Materials provided
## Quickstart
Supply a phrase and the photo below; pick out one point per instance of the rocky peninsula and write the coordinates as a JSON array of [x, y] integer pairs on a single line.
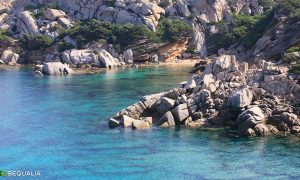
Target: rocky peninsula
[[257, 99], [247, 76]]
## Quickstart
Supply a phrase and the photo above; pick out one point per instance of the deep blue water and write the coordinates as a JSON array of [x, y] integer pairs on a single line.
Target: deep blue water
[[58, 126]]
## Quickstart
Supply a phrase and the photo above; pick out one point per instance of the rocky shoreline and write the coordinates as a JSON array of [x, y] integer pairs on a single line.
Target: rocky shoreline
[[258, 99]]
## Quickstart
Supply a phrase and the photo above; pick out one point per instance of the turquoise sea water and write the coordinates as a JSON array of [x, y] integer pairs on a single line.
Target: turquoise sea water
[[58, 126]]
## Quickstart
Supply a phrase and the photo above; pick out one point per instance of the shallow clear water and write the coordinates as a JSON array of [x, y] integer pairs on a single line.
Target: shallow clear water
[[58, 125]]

==

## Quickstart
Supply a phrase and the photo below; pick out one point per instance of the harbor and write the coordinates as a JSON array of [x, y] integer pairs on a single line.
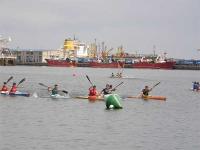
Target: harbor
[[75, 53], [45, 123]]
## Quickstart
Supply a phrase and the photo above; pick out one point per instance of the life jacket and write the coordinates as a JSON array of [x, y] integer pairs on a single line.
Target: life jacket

What you need to do
Copy each line from the data that features the string "point".

Task result
Supply a phrase and the photo below; pick out one point per instance of the rocky peninsula and write the coordinates as a JSON array of [x, y] integer pairs on a single line.
Supply a phrase and the photo above; pick out one point per instance of the deep blue water and write the coordinates as a JSON array of [x, y] integer pairs on a single line.
Supply a phrase and the photo above; pick out one point per instance of the rocky shoreline and write the coordinates as a JSON array of [x, y] integer pairs on a single line.
Supply a phrase and the photo above; pick out one point per instance of the turquoise sea water and write the coordinates as a JSON array of [x, y] integer pairs on a single line.
Supply a phrase and the photo above; pick out one point per instance of the shallow clear water and write the coordinates as a JSON array of [x, y] integer pairs on a single line.
Supply a phrase and the photo below; pick out one point per instance of the harbor and write the coordinates as a JSON array of [x, y] integer pairs on a single line.
Supply a phrase and the photo above; pick out one point per instance of the life jacket and write the coordinates as a JSON array of [x, y] integer pairs on a single line.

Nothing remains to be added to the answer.